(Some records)

▼

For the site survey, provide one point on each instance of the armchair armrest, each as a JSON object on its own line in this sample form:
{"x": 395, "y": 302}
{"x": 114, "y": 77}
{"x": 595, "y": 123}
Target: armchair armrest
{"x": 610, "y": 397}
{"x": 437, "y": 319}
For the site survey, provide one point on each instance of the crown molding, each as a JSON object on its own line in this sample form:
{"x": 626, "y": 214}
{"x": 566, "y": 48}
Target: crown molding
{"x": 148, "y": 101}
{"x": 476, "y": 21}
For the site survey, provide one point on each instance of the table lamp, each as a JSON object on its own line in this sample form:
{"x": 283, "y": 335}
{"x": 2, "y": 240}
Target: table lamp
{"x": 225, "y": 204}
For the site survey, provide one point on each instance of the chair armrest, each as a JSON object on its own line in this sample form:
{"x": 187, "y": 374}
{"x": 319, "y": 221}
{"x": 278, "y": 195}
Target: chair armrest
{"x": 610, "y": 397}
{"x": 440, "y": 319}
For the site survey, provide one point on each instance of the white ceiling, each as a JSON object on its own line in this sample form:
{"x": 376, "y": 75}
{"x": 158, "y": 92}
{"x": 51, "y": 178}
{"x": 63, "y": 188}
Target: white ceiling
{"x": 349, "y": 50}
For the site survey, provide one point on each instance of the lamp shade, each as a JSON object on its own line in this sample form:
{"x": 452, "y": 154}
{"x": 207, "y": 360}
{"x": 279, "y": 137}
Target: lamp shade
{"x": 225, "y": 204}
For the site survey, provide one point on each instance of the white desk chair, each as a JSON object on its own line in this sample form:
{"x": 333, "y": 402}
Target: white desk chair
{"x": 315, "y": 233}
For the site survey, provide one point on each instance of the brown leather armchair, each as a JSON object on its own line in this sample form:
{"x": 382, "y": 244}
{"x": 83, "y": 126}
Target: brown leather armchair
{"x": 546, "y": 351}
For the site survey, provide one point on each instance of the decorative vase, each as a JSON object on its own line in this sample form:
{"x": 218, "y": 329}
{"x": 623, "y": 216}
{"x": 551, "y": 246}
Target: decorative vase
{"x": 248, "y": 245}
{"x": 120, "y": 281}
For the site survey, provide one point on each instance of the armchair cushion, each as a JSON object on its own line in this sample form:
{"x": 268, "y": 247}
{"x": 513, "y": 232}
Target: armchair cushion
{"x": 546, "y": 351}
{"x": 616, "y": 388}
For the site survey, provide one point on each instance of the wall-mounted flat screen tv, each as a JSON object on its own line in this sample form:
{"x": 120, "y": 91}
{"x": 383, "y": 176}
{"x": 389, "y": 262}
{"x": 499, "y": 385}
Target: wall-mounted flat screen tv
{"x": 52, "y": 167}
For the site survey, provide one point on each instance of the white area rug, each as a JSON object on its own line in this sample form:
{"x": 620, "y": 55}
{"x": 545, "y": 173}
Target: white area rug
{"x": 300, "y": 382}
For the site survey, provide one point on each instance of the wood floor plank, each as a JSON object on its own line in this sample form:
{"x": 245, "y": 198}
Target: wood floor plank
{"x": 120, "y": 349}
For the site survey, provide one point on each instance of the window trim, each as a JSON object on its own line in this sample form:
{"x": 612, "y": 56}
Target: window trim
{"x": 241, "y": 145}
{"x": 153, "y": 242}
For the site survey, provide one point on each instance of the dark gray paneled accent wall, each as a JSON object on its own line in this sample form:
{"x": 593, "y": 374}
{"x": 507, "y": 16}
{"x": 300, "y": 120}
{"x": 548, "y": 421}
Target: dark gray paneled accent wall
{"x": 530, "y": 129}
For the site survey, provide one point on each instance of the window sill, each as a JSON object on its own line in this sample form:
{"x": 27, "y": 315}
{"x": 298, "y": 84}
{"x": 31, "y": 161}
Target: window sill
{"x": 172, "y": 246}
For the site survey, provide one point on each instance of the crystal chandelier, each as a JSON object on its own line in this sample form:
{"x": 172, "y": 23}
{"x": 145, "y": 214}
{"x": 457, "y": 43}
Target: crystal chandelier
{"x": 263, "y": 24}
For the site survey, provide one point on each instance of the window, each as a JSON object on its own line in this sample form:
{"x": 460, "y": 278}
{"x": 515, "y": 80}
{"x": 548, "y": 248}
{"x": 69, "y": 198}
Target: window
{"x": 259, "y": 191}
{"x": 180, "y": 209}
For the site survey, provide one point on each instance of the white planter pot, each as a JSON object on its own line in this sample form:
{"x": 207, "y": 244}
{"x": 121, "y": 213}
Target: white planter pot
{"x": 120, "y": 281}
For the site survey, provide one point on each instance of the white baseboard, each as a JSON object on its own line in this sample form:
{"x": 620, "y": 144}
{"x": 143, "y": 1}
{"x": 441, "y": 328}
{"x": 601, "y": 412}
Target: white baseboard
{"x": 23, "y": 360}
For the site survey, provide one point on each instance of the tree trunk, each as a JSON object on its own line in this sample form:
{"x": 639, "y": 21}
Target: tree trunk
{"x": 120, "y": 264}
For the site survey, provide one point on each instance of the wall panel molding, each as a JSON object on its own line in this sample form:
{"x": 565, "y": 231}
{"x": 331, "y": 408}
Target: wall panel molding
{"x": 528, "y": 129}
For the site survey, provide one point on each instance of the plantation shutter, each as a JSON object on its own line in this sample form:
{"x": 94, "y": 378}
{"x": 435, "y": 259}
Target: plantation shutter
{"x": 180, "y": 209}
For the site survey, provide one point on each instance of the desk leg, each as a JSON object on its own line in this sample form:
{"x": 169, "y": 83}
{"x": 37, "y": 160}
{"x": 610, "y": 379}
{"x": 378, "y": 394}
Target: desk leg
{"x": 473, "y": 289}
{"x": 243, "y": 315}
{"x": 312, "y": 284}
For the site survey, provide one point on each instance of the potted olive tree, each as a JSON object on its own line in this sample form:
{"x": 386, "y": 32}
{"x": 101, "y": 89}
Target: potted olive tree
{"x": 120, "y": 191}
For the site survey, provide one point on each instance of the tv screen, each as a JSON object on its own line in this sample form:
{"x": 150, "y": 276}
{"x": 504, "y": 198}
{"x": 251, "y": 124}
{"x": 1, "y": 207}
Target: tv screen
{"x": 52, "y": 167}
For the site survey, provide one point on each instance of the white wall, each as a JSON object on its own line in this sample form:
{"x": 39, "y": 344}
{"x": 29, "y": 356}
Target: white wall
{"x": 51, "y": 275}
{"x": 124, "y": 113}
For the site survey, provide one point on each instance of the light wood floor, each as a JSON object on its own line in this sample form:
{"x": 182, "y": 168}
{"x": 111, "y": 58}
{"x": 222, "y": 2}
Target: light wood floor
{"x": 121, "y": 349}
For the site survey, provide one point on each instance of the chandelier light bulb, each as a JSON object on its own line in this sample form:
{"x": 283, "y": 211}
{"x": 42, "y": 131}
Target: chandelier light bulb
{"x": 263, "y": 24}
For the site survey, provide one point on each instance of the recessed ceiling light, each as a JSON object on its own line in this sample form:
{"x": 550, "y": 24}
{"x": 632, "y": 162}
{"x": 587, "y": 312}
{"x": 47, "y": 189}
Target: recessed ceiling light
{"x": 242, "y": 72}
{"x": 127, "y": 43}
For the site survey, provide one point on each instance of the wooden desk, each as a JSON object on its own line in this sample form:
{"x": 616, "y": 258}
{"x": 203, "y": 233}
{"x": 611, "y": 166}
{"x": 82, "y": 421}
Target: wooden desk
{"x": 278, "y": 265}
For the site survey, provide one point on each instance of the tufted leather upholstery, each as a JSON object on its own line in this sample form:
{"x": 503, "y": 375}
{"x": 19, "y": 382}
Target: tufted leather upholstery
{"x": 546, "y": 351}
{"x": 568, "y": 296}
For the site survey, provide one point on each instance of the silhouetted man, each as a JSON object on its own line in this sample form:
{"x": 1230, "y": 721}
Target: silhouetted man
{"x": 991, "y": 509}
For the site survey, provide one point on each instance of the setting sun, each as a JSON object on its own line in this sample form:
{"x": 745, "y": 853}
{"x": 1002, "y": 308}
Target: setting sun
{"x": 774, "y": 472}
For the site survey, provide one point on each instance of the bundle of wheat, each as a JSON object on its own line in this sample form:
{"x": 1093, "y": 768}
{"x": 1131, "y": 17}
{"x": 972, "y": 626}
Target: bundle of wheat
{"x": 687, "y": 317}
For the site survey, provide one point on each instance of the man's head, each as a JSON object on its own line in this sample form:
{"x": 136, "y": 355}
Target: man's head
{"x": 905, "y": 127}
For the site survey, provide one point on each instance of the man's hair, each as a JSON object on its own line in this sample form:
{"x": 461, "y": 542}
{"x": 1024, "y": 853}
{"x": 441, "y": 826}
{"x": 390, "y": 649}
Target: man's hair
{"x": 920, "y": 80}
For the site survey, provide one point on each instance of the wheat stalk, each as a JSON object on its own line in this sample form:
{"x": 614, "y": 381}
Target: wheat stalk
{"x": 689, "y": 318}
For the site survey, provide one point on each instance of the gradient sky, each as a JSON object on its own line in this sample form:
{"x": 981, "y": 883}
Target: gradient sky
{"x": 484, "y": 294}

▲

- [Goal of the exercise]: Take the line that contains "of the setting" and each line after it down to the last of the records, and retype them exactly; add nothing else.

- [Right answer]:
For the site survey, provide one point on each instance of the setting sun, each as a JSON object on its own line in this sample form:
{"x": 745, "y": 853}
{"x": 1002, "y": 308}
Target: setting sun
{"x": 774, "y": 472}
For the site survey, provide one point on each instance of the bundle of wheat, each as a JSON object on its own line in this sample form:
{"x": 1093, "y": 768}
{"x": 1131, "y": 17}
{"x": 972, "y": 626}
Target: bundle of wheat
{"x": 687, "y": 317}
For the site survey, provide one point on each instance of the man's head, each as a JSON object on its own line in this sample form:
{"x": 136, "y": 355}
Target: man's head
{"x": 905, "y": 127}
For the site survey, provide one point on each instance of the man's hair, each as a JSON object on its own line in this sample form:
{"x": 461, "y": 542}
{"x": 1024, "y": 853}
{"x": 441, "y": 826}
{"x": 390, "y": 649}
Target: man's hair
{"x": 920, "y": 80}
For the site survey, provide one point on each instance of the wheat stalk, each as a JSON object on its own line in this sample form:
{"x": 614, "y": 381}
Target: wheat stalk
{"x": 689, "y": 318}
For the site survey, provide one point on each instance of the gradient sky, each as a JSON object on its own line in this sample form:
{"x": 981, "y": 883}
Target: gradient sky
{"x": 484, "y": 294}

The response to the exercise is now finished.